▶ [Exercise aim] Every record must appear in your reply exactly as written.

▶ [Information supplied]

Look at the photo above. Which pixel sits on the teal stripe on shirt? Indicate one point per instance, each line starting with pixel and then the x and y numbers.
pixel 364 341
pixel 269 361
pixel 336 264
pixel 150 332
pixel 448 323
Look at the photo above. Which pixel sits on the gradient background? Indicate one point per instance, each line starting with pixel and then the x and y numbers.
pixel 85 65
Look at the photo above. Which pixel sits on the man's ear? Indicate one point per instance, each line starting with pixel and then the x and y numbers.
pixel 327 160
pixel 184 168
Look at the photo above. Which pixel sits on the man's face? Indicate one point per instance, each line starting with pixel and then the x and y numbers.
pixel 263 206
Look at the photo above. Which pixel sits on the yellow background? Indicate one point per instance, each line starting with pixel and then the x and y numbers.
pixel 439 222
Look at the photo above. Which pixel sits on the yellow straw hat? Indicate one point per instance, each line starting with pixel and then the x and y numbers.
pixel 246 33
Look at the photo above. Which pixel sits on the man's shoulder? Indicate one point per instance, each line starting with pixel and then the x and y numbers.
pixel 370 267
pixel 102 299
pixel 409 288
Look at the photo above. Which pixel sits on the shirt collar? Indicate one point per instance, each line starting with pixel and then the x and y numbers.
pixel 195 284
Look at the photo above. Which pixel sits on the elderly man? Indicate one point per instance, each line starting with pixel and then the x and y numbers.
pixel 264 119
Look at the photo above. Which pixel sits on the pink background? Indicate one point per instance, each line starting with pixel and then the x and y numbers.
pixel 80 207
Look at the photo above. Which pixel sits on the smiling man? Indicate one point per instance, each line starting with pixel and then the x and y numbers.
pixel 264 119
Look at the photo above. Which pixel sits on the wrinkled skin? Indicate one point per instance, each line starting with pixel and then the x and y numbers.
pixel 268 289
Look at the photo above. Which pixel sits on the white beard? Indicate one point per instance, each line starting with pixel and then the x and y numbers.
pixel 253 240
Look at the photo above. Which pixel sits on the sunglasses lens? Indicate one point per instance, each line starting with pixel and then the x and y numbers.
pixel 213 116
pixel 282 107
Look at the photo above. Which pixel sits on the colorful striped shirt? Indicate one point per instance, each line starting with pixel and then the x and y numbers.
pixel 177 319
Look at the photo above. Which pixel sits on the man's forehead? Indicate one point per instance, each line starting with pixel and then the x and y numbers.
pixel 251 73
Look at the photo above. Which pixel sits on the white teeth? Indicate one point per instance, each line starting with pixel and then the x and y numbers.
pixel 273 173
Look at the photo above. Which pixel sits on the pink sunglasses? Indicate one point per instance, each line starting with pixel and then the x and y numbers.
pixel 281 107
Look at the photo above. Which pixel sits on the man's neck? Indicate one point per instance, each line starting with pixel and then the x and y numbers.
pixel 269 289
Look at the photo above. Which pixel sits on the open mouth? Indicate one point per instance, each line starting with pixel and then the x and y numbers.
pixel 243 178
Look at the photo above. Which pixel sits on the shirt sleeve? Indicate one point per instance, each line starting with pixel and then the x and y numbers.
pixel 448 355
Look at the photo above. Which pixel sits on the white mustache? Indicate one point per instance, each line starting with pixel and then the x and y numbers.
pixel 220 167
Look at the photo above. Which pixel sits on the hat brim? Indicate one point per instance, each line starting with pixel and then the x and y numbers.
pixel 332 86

▶ [Answer space]
Look at the photo above. Which pixel sits on the teal stripe on shirt? Indicate one point per instance, each line starting with pixel and then the x and y numbers.
pixel 364 341
pixel 269 361
pixel 336 264
pixel 150 332
pixel 448 323
Look at the photo above. Which pixel sits on the gradient background? Indicate one point per instance, each line starting with pixel and then the x and y numbers.
pixel 85 65
Look at the photo above. Which pixel sits on the man's ear? Indicate one point per instance, each line starting with pixel and then the x and y numbers.
pixel 327 160
pixel 184 168
Look at the photo above. Which pixel sits on the man's face? Indicate one point per instance, each line starting with pixel and then the x and y numbers.
pixel 263 206
Look at the photo above. Which pixel sits on the yellow background? Indicate one point per instance, each line starting with pixel and then the x and y numbers.
pixel 439 222
Look at the photo above. Which pixel sits on the yellow straw hat? Indicate one point per instance, each line starting with pixel and then the x and y numbers.
pixel 246 33
Look at the photo above. Which pixel sits on the man's shoulder? Indicate one point per instance, each line starting with pixel and then the x and y numbers.
pixel 370 267
pixel 102 299
pixel 409 288
Look at the photo above. Which pixel sits on the shirt collar? Indicate one point per instance, each line starting with pixel and then the x and y numbers.
pixel 195 284
Look at the photo above. Which pixel sits on the elderly man? Indicate one point per instance, each line starting with pixel and then the x and y numbers.
pixel 264 119
Look at the photo above. Which pixel sits on the pink background? Indicate one point per instance, each line starting with pixel and then the x and y numbers.
pixel 80 207
Look at the photo above. Which pixel sits on the smiling man? Indicate one point per instance, each line starting with pixel and then the x and y numbers.
pixel 264 119
Look at the photo above. Which pixel sits on the wrinkled skin? Indicate one point per instance, each line starting with pixel and then the x and y numbers.
pixel 268 289
Look at the photo above. Which pixel sits on the white beard? Indicate one point per instance, each line starting with pixel and then the x and y numbers.
pixel 253 240
Look at the photo above. Which pixel sits on the sunglasses lens? Indicate one point per instance, each line starting with pixel and then the x and y numbers.
pixel 213 116
pixel 282 107
Look at the photo above. Which pixel sits on the colorful striped shirt? Indicate one point per instance, each line starting with pixel and then the x and y numbers.
pixel 177 319
Look at the photo above. Which pixel sits on the man's forehead? Indicate one point per instance, each line starting with pixel and then the x and y numbers.
pixel 251 73
Look at the photo above. Which pixel sits on the white teeth? Indicate one point per instance, each line starting with pixel and then the x and y numbers.
pixel 273 173
Look at the photo above. Which pixel sits on the pink sunglasses? Indicate one point per instance, each line starting with pixel and then the x and y numbers.
pixel 281 107
Look at the photo above. Which pixel sits on the man's neck? Indicate one point per instance, each line starting with pixel and then the x and y numbers.
pixel 269 289
Look at the photo above. Which pixel sits on the open mouth? Indicate one point per instance, each line starting with pixel and then the x and y numbers.
pixel 243 178
Look at the photo above. Which pixel sits on the shirt sleeve? Indicate one point per instance, each line starting with pixel and then the x and y numbers.
pixel 448 355
Look at the photo above. Which pixel sits on the white mustache? Indicate one point per instance, each line starting with pixel and then the x and y numbers.
pixel 220 167
Look at the photo above. Which pixel sits on the hat brim? Indicate one point per instance, each line starting with pixel and then the x and y numbers.
pixel 332 86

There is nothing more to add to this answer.